Items from a labeling collection:
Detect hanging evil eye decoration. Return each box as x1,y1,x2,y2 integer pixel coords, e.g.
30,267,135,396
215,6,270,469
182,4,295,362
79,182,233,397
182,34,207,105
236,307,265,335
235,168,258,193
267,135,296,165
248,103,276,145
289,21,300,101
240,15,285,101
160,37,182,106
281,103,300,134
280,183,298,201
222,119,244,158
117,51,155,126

**GIVEN EXERCISE**
Recast every line of the entries above as a numbered list, leaving out any blank lines.

**TASK RESULT**
1. Detect hanging evil eye decoration. Return each box as x1,y1,x2,y2 integer pixel coords, e.g.
2. 30,267,135,396
3. 215,6,270,469
4. 182,4,295,362
5. 79,182,233,397
6. 182,34,207,105
7. 236,307,265,335
8. 235,168,258,193
9. 267,135,296,165
10. 248,103,276,145
11. 289,21,300,101
12. 240,15,285,101
13. 160,37,182,106
14. 281,103,300,134
15. 280,183,298,201
16. 222,119,244,158
17. 117,51,155,126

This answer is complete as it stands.